- _Task set_
1. Please copy the passage of the protein spray-drying article word for word, starting with "Spray-drying is an" and going on through "protein pharmaceuticals spray-drying.".
2. Continue the protein spray-drying article from the point where it stops.

- _Document text_
--- START ---

Progress in spray-drying of protein pharmaceuticals: Literature analysis of trends in formulation and process attributes

Spray-drying is an inherently continuous and well-established industrial drying process. It can accelerate manufacturing of biopharmaceuticals and vaccine products, resulting in both an economic and health benefit. In this review, we cover a systematic assessment and discuss the spray-drying of diverse protein pharmaceuticals and excipients included therein, solvent systems applicable to these formulations, equipment used and, respective process parameters. Further, key quality aspects of spray-dried protein solids are discussed. Based on the overall trends, we present a concise perspective into the future of protein pharmaceuticals spray-drying.

Download the full article as a PDF here or read it here

Article information: Joana T. Pinto, Eva Faulhammer, Johanna Dieplinger, Michael Dekner, Christian Makert, Marco Nieder & Amrit Paudel (2021) Progress in spray-drying of protein pharmaceuticals: Literature analysis of trends in formulation and process attributes, Drying Technology, DOI: 10.1080/07373937.2021.1903032

Introduction:

Protein pharmaceuticals are, normally, formulated as aqueous dosage forms. However, liquid dosage forms are often unstable, presenting limited shelf life that frequently requires storage and transport under refrigerated conditions. To overcome these limitations, protein pharmaceuticals can be formulated as a dry powder. Ideally, when in the powder form, the biomolecule, will remain stable and retain its activity for the intended periods (3 years or more) under ambient storage conditions. Traditionally, freeze-drying is the process of choice, when drying protein pharmaceuticals. In freeze-drying, the liquid formulation is first frozen and then the ice is removed by sublimation and desorption.^[1] As of 2014, there are over 400 approved freeze-dried products by the United States Food and Drug Administration (U.S. FDA). The estimated annual growth of freeze-dried products for 2018 was 13.5%.^[2] Many approved freeze-dried products are protein formulations (i.e. vaccines, antibodies, enzymes, peptide hormones, etc.) that emerged rapidly over the last years.^[3] Likewise, the expansion of alternative drying processes able to sustainably support the rapid development of biopharmaceutical technologies, are a central need of this industry in years to come.

--- END ---

- _Material provided_
--- START ---

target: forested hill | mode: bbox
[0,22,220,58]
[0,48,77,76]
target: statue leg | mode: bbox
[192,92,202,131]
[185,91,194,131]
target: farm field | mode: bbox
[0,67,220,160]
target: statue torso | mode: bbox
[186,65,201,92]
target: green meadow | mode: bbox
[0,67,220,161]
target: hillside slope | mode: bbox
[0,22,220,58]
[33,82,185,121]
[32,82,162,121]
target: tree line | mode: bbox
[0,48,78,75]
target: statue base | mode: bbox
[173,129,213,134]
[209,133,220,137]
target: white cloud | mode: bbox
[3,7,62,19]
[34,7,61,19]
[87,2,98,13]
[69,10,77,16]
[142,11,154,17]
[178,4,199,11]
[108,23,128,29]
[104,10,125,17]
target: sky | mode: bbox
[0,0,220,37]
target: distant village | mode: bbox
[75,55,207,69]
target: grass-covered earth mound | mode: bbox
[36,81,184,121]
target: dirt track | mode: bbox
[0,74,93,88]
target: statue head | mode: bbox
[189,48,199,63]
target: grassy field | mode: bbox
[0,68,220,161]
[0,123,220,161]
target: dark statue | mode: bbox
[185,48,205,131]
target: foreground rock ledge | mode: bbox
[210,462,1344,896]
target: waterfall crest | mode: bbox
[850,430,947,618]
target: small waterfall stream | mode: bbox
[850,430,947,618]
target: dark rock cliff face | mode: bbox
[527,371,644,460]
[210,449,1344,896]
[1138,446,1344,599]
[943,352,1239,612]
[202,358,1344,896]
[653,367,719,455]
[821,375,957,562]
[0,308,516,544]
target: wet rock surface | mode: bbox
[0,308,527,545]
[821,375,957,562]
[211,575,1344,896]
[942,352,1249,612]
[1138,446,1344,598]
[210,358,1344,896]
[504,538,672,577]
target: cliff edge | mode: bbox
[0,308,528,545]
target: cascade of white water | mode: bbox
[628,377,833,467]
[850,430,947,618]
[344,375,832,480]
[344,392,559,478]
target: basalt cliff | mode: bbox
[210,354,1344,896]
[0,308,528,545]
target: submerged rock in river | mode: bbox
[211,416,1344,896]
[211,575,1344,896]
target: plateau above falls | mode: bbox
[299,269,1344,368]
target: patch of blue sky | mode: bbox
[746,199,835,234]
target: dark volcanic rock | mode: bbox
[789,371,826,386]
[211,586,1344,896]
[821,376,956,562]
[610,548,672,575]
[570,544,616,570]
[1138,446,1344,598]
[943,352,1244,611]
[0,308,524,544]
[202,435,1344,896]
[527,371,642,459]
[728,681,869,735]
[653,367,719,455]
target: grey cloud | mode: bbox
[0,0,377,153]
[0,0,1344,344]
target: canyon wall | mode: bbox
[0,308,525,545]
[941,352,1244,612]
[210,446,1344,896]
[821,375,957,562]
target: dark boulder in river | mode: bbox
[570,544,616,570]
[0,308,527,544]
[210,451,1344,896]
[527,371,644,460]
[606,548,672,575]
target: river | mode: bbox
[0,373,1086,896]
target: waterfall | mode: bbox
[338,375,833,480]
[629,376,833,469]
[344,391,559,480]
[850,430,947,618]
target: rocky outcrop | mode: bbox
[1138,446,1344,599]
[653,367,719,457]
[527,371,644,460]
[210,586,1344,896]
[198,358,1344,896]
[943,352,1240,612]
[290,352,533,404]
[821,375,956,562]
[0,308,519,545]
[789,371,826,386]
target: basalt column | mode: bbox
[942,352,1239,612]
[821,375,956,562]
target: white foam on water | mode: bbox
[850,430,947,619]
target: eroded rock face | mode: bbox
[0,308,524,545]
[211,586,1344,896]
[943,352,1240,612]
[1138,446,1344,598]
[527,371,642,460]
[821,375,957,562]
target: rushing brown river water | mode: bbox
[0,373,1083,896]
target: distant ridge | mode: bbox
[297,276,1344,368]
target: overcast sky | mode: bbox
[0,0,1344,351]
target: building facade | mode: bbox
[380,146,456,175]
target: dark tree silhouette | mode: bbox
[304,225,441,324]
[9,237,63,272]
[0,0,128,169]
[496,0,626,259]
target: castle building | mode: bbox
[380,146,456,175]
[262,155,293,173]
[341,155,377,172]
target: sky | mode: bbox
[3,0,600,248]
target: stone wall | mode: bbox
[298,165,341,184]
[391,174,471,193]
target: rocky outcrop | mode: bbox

--- END ---

- _Answers for the tasks_
1.
Spray-drying is an inherently continuous and well-established industrial drying process. It can accelerate manufacturing of biopharmaceuticals and vaccine products, resulting in both an economic and health benefit. In this review, we cover a systematic assessment and discuss the spray-drying of diverse protein pharmaceuticals and excipients included therein, solvent systems applicable to these formulations, equipment used and, respective process parameters. Further, key quality aspects of spray-dried protein solids are discussed. Based on the overall trends, we present a concise perspective into the future of protein pharmaceuticals spray-drying.

2.
While freeze-drying presents numerous advantages, there are some inherent challenges. Namely, the difficulty to control the particle/cake properties and microstructures, inter-vial variability, challenge to process large quantities of material, enormous power, time, and resource consumption are some of the major hurdles. These have led many to the quest of finding alternative drying technologies, spray-drying being one of them.^[4] Unlike spray-drying, other exploratory drying technologies reported for the processing of protein therapeutics, tend to be costly, time consuming, and not mature enough for industrial implementation. Moreover, one of the main advantages of spray-drying, and a critical driver in generating the interest of the industry in this technique, is the possibility for “continuous processing.”^[4] This provides a promising and rapid solution in terms of large volume manufacturing in particular cases like the recent crisis caused by the coronavirus disease 2019 (COVID-19).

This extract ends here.